● DATA TO USE:
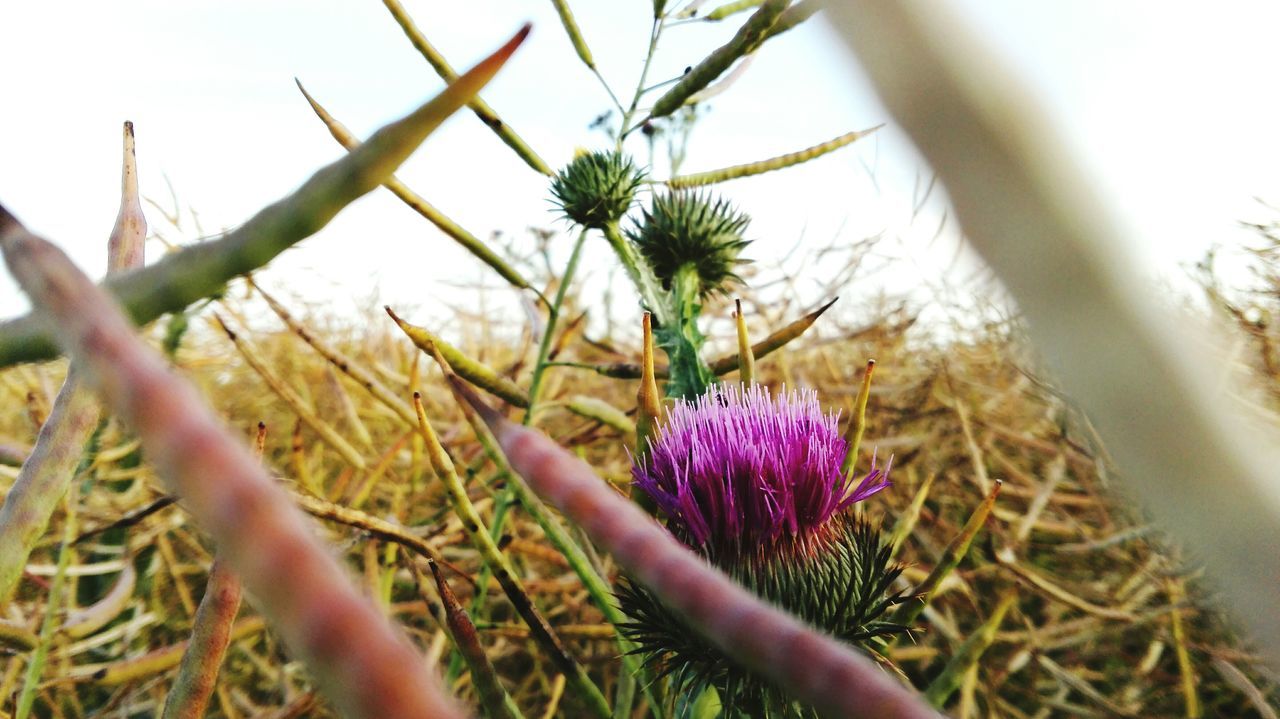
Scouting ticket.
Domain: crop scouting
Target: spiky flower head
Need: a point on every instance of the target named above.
(693, 229)
(597, 188)
(753, 481)
(740, 472)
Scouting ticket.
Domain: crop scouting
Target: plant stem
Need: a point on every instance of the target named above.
(640, 274)
(644, 74)
(36, 664)
(544, 347)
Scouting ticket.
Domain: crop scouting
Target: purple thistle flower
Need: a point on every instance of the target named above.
(739, 472)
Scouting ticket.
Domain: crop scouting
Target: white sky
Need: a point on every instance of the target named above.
(1173, 106)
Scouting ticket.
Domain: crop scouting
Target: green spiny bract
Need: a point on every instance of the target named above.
(836, 581)
(597, 188)
(690, 229)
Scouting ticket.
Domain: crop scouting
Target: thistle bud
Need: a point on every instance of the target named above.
(686, 229)
(597, 188)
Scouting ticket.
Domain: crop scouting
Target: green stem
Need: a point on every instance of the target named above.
(544, 347)
(689, 375)
(504, 500)
(640, 274)
(36, 664)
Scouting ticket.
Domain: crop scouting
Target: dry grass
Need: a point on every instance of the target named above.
(1107, 621)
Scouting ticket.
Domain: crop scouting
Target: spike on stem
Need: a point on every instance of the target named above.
(745, 357)
(858, 424)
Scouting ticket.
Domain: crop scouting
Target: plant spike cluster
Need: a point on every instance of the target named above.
(758, 486)
(597, 188)
(754, 484)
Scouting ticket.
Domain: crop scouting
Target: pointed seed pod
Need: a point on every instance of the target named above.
(745, 357)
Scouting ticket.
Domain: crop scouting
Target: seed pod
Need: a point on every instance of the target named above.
(472, 371)
(744, 42)
(745, 357)
(475, 104)
(778, 163)
(575, 35)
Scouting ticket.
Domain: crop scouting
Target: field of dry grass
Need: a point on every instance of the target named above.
(1096, 614)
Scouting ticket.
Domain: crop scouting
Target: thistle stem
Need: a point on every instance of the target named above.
(624, 129)
(689, 375)
(640, 274)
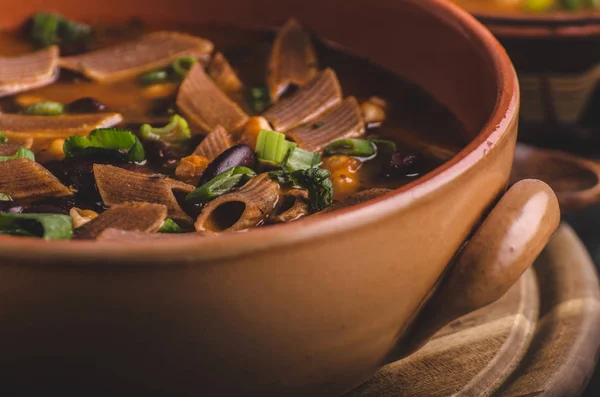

● YOUR TASK:
Rewrite all of the records above as a numbered list with one line per item. Skip blank lines and leave the pictures out.

● COMPLETE ANSWER:
1. Scouting ticket.
2. Domain: crop scouting
3. Target: spiky flower head
4. Need: a point on every instance of the target named above.
5. (693, 229)
6. (597, 188)
7. (753, 481)
8. (740, 472)
9. Scouting ticket.
10. Domain: crop scouting
11. Target: plant stem
12. Need: a point on every instance of the target named above.
13. (640, 274)
14. (644, 74)
15. (36, 664)
16. (544, 347)
17. Scouting ticket.
18. Domain: crop scouting
19. Target: purple thistle flower
20. Need: a point on every instance of the target named above.
21. (739, 472)
22. Scouting ticket.
23. Domain: crop scouting
24. Target: white sky
25. Need: a point on every instance of the target named above.
26. (1173, 106)
27. Scouting ticket.
28. Domain: crop scouting
29. Target: green spiny bract
30. Need: a point on every instance of the target named above.
31. (836, 581)
32. (597, 188)
33. (690, 229)
34. Scouting ticket.
35. Domain: crop scouting
36. Target: thistle bud
37. Need: a point on every instance of the target named above.
38. (686, 229)
39. (597, 188)
40. Scouting ticket.
41. Domain: crop scouting
42. Target: green stem
43. Need: a point on every instance of the target named above.
44. (544, 347)
45. (689, 375)
46. (504, 500)
47. (640, 274)
48. (36, 664)
49. Scouting ticket.
50. Domain: crop scouting
51. Target: dry grass
52. Need: a point on every instance of the target named above.
53. (1107, 621)
54. Scouting ticket.
55. Domain: crop scouting
56. Target: spike on stem
57. Need: a point on every instance of the target named above.
58. (745, 357)
59. (858, 424)
60. Scouting ticket.
61. Domain: crop scouting
62. Target: plant spike cluster
63. Need: a point on every instance of the target named above.
64. (758, 486)
65. (597, 188)
66. (754, 484)
67. Scouting ticket.
68. Domain: crop scouting
69. Target: pointed seed pod
70. Need: a point on every instance of the target named above.
71. (745, 357)
72. Scouting ticket.
73. Domain: crop scouting
74. Target: seed pod
75. Need: a point on every instance of the target named above.
76. (472, 371)
77. (744, 42)
78. (745, 357)
79. (475, 104)
80. (778, 163)
81. (575, 35)
82. Scouting ticket.
83. Domain: crop scouting
84. Target: field of dry grass
85. Need: a point on every instance of the target named above.
86. (1096, 614)
87. Scouting ticket.
88. Domain: crop scouting
89. Target: thistle stem
90. Need: a point on every instance of the target named above.
91. (624, 129)
92. (689, 375)
93. (640, 274)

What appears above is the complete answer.